**Task data:**
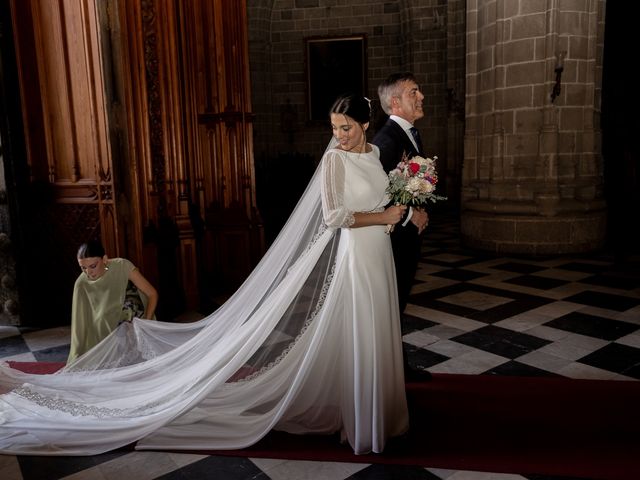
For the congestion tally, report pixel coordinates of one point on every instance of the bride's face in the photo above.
(349, 133)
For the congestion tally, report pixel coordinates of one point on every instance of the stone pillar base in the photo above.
(534, 234)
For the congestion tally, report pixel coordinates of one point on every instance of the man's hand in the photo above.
(420, 219)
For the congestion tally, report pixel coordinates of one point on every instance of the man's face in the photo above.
(409, 104)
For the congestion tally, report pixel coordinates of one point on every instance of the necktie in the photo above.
(416, 137)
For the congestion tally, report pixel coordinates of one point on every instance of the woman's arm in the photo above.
(145, 287)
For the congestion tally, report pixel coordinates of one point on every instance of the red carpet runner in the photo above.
(525, 425)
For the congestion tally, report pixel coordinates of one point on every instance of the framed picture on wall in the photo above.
(334, 65)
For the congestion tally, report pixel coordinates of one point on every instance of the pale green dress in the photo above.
(100, 305)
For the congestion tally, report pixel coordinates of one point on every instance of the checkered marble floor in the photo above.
(472, 313)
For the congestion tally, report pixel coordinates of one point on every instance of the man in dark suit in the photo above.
(401, 99)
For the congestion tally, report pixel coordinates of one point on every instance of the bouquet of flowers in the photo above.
(413, 183)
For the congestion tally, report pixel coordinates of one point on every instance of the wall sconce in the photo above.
(558, 70)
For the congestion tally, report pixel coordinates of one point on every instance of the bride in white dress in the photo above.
(310, 343)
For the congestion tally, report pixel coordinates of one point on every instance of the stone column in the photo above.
(532, 173)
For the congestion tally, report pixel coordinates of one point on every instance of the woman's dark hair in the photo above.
(91, 249)
(355, 106)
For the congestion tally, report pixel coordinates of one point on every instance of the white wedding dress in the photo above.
(310, 343)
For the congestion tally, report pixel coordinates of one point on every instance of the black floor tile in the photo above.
(54, 354)
(14, 345)
(618, 303)
(459, 274)
(613, 281)
(593, 326)
(386, 472)
(518, 267)
(582, 267)
(500, 341)
(49, 468)
(422, 359)
(617, 358)
(411, 324)
(514, 368)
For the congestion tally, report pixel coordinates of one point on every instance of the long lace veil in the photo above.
(207, 384)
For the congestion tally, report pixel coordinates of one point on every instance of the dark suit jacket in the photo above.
(393, 143)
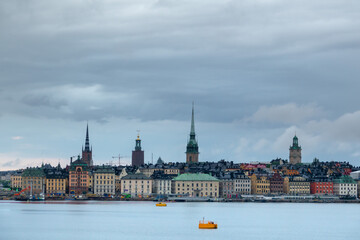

**Exercise:**
Rewrite all the lines above as a JSON list of strings, one string per line, with blank lines skipped. Leave the pictures out.

**Full answer:**
[
  "For the congestion tally, report pixel coordinates of one point on every instance of the bride's face in the photo above.",
  "(349, 133)",
  "For the congestion tally, report pixel coordinates of one point on every instance of the stone pillar base in the photo above.",
  "(534, 234)",
  "For the congestion tally, report pixel coordinates of one point on every instance of the man's hand in the photo above.",
  "(420, 219)",
  "For the congestion tally, report pixel coordinates of one point on every instance of the man's face in the photo above.",
  "(409, 104)",
  "For the congestion tally, report pixel coordinates of one point on every instance of the necktie in the photo above.",
  "(416, 137)",
  "For the congestion tally, report pixel coordinates of one point on every instance of the woman's arm in the photo above.",
  "(145, 287)",
  "For the congestion tally, report pixel coordinates of one point on every instance of the red carpet runner in the photo above.",
  "(525, 425)",
  "For the congestion tally, report pixel coordinates of one point on every instance of the framed picture on wall in the photo above.",
  "(334, 65)",
  "For the congestion tally, report pixel coordinates of one point on every instance of the pale green dress in the photo above.",
  "(100, 305)",
  "For the congestion tally, report pixel coordinates of one point on every instance of the checkered marble floor in the photo above.",
  "(472, 313)",
  "For the congestion tally, report pixel coordinates of one point on every instance of the man in dark suit in the photo above.",
  "(401, 99)",
  "For the congestion tally, report pixel coordinates of one point on every instance of the bouquet of flowers in the photo above.",
  "(413, 183)",
  "For the congestion tally, report pixel coordinates of one point on every instance of the wall sconce in the photo above.",
  "(558, 70)",
  "For the congestion tally, report pixel coordinates of one point on every instance of the bride in white dress in the photo above.",
  "(310, 343)",
  "For the congestion tally, report pixel coordinates of one point on every instance of the stone column in the photo above.",
  "(532, 173)",
  "For the congestion tally, report pixel coordinates of one point on every instance of the woman's dark hair in the photo above.",
  "(91, 249)",
  "(355, 106)",
  "For the congestion tally, report pixel coordinates of one point on every instance of the white wedding dress in the photo above.",
  "(310, 343)",
  "For the congestion tally, report pixel coordinates of one point on every instance of the black floor tile in the photo above.",
  "(54, 354)",
  "(14, 345)",
  "(618, 303)",
  "(459, 274)",
  "(613, 281)",
  "(593, 326)",
  "(386, 472)",
  "(518, 267)",
  "(582, 267)",
  "(500, 341)",
  "(49, 468)",
  "(422, 359)",
  "(617, 358)",
  "(411, 324)",
  "(514, 368)",
  "For the congestion tally, report pixel coordinates of one point on every instance of the long lace veil in the photo above.",
  "(207, 384)",
  "For the congestion tally, report pixel coordinates of one point on every instance of the dark suit jacket in the photo above.",
  "(393, 143)"
]